** DATA follows **

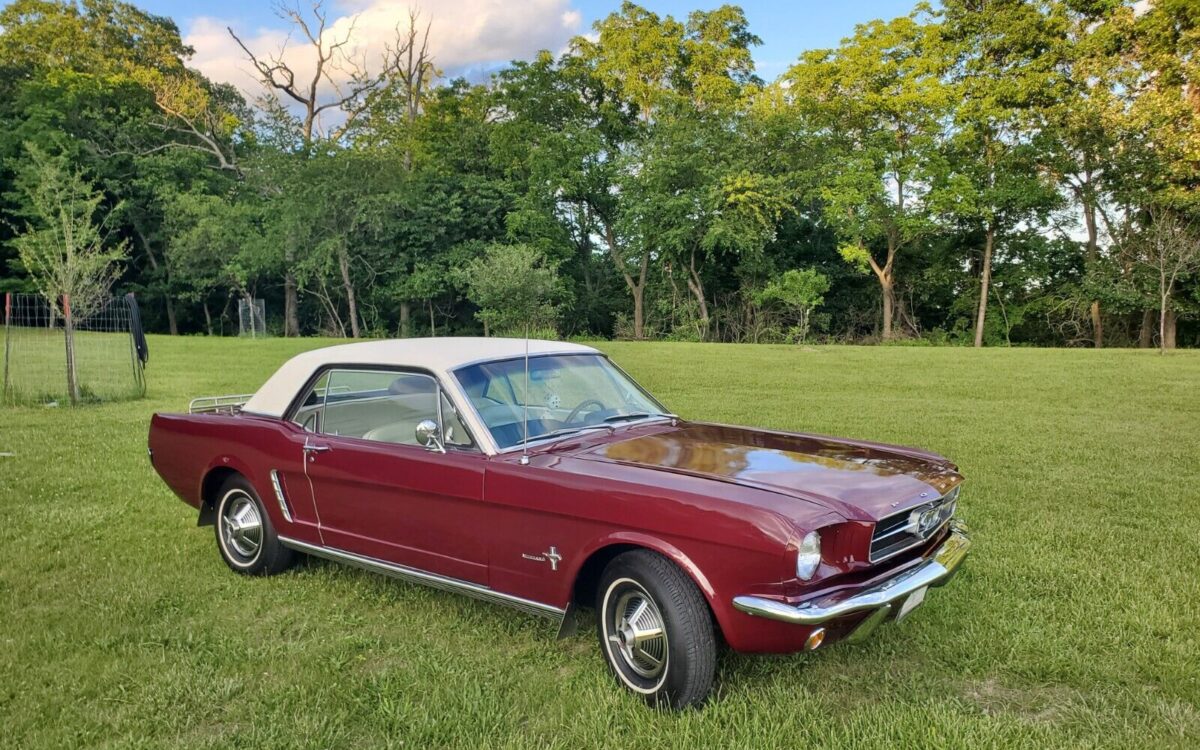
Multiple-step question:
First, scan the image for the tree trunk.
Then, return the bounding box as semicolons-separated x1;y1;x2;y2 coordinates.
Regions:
165;298;179;336
63;295;79;405
315;280;346;337
974;225;995;348
243;292;257;338
632;290;645;340
203;301;213;336
1083;201;1102;348
685;253;709;339
3;293;12;402
602;219;646;339
1162;305;1177;352
1139;309;1154;348
284;271;300;337
881;280;895;341
336;243;360;339
399;302;411;338
634;254;649;339
1159;292;1168;354
134;228;178;336
428;299;436;337
872;234;898;341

** End of DATA **

TASK STATEMENT: A verbatim copy of every entry above, with no pictures, is the expected output.

FINISHED EXERCISE:
Multiple-step question:
First, scan the image for the tree trunk.
Then, return the bounding box as semicolons-separated x1;y1;x2;y2 coordinates.
Regions:
165;298;179;336
63;295;79;405
315;280;346;337
974;225;995;348
243;292;257;338
632;290;645;340
203;301;213;336
1083;201;1102;348
685;253;709;339
3;293;12;402
602;219;646;339
1162;305;1177;352
1139;309;1154;348
284;271;300;337
881;280;895;341
336;243;360;339
399;302;411;338
634;254;649;339
1159;292;1168;354
134;228;178;336
428;299;436;337
872;234;898;341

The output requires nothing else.